■ Estratto della pagina ■

======

Eppure quella transizione - che iniziò, non a caso, mettendo in discussione le
due discriminanti repubblicane, la Costituzione e l’antifascismo - «è avvenuta
seguendo una tragica spirale di stragi e bombe-messaggio, una criptica
dialettica al tritolo tra ristretti gruppi d’interesse di cui conosciamo
solamente gli esecutori materiali». A fare il quadro storico della fase politica
del periodo è Simone Falanca, giornalista e autore di Alfa e Beta.
Cosa c’entrano Berlusconi e Dell’Utri con la stagione delle bombe 1992-93? (Fratelli
Frilli Editori, pp. 232, euro 13,00) - una dettagliata e documentata
ricostruzione, seguita dal materiale accumulato nell’inchiesta della procura di
Caltanissetta a carico dei due dirigenti di Forza Italia, accusati di «reato di
concorso in strage per finalità terroristica e di eversione dell’ordine
democratico».

======

■ Elenco voci ■
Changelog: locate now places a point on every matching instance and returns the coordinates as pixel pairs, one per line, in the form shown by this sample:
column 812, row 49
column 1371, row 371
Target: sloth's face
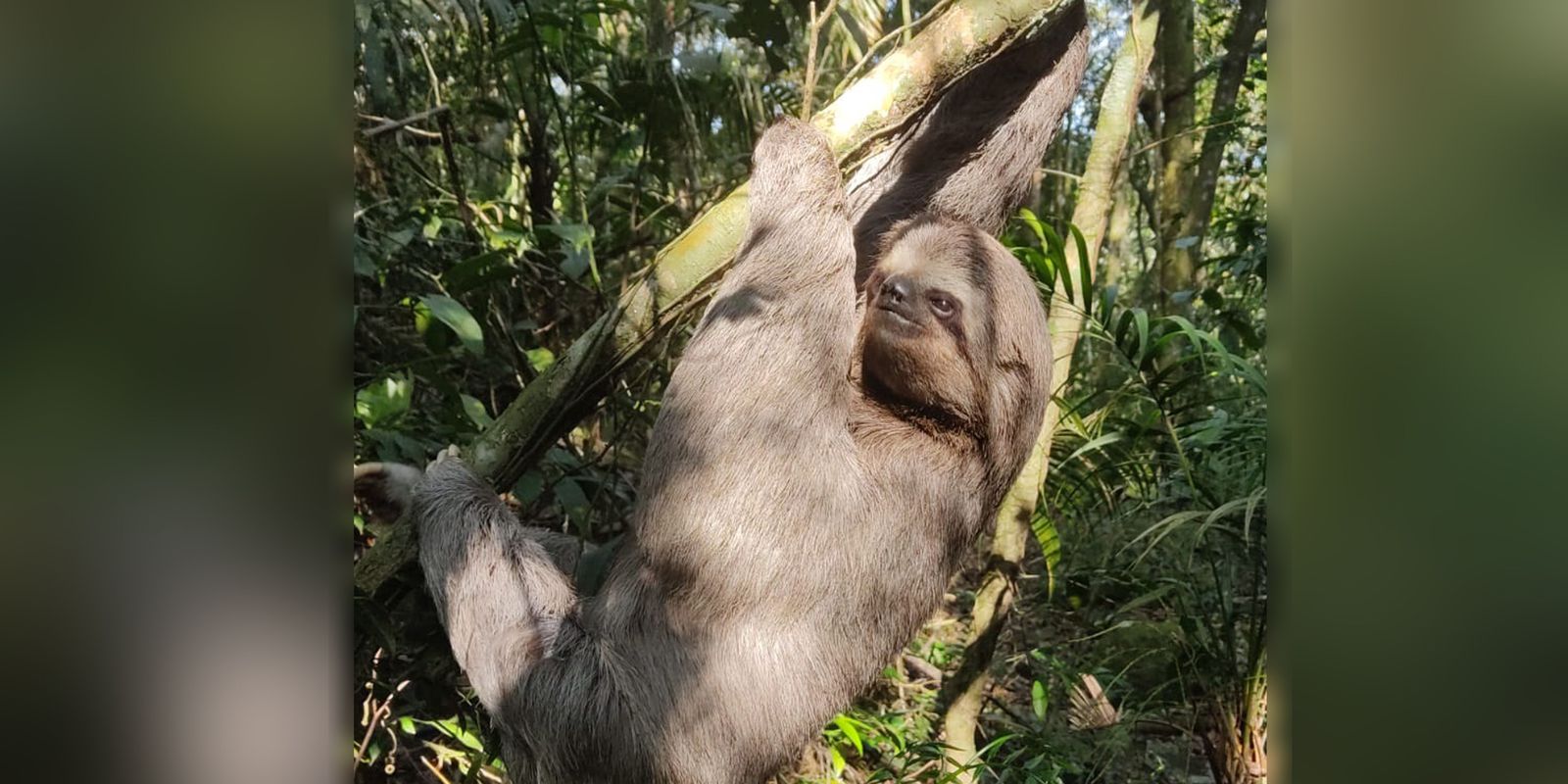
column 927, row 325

======

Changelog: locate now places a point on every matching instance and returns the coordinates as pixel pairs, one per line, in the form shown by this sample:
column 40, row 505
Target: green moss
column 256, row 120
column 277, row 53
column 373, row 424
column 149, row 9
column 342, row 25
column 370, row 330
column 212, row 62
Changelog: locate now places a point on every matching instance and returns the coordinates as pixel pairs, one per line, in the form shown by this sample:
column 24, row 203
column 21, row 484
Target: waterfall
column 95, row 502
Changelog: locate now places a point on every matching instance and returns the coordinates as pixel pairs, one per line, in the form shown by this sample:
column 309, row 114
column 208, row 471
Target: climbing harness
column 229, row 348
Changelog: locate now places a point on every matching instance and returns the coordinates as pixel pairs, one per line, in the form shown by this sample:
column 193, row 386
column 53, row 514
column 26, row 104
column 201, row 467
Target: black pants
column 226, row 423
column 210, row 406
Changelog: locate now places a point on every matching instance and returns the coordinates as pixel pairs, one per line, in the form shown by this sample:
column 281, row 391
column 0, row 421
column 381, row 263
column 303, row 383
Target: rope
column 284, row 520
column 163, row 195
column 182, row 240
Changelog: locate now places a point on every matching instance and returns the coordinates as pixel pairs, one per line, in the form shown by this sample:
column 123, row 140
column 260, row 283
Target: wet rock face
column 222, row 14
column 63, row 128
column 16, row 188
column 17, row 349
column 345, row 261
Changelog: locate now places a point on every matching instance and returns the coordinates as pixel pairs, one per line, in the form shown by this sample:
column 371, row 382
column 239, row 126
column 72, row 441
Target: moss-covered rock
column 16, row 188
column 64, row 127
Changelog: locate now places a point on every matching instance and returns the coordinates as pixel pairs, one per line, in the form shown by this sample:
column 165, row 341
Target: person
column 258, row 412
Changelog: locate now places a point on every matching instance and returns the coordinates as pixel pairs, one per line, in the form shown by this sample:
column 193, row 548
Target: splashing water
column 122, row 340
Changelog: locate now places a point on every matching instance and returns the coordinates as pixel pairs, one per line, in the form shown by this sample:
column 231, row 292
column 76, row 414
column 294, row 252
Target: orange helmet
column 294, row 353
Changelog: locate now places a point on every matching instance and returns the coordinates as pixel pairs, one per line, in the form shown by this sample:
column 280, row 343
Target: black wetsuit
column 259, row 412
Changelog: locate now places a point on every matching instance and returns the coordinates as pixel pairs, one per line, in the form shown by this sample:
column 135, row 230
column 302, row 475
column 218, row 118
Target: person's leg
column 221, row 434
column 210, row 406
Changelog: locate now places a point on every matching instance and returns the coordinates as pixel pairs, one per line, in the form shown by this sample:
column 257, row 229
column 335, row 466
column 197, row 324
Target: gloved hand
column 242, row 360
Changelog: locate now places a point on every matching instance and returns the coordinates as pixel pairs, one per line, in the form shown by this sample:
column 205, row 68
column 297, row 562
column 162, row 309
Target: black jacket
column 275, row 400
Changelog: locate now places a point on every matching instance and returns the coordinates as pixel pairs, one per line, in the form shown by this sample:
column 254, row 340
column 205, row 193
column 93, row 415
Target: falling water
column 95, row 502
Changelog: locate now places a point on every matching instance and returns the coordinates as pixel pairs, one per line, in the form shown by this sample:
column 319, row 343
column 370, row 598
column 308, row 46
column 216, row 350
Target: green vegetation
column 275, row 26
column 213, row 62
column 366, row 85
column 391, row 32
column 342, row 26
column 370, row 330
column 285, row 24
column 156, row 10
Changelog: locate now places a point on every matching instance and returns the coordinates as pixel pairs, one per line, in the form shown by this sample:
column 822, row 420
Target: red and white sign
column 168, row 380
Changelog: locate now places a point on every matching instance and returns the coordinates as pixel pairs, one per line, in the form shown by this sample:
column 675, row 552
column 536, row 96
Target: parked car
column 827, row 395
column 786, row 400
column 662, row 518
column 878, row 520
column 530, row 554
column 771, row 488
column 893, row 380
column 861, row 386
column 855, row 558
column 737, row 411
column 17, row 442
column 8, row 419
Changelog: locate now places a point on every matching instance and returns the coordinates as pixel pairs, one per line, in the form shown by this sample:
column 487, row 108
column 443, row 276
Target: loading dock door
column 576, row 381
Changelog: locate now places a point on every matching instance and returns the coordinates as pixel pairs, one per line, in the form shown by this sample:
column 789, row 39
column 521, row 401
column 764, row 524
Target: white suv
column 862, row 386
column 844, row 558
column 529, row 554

======

■ Compito da svolgere ■
Per favore, prosegui l'estratto sulla stagione delle bombe del 1992-93 a partire dalla sua ultima frase.

■ Soluzione esercizio ■
Mentre il paese è investito da una crisi economica profonda - il debito pubblico
aumenta a ritmi esponenziali -, la classe politica cade sotto i colpi della
magistratura che indaga sulla corruzione e sui rapporti tra politica e
imprenditoria. La propaganda contro i partiti, gli strali e le invettive che da
ogni parte vengono lanciati contro le tradizionali formazioni politiche di massa
lasciano il segno. Le elezioni del 5 e 6 aprile 1992 puniscono i partiti storici
e rendono ormai visibile «il malessere crescente della società civile nei
confronti delle forze politiche tradizionali e dei leader nazional-popolari. In
questo contesto altamente destabilizzato, Cosa Nostra decide di varare una nuova
strategia: diventati ormai definitivi gli ergastoli del maxiprocesso di Palermo
(30 gennaio 1992), i boss decretano la condanna sia per i vecchi referenti
politici che non hanno mantenuto i patti (la Dc di Giulio Andreotti e Salvo
Lima), sia per i giudici e i magistrati che hanno condotto le indagini e le
inchieste dei maxiprocesso».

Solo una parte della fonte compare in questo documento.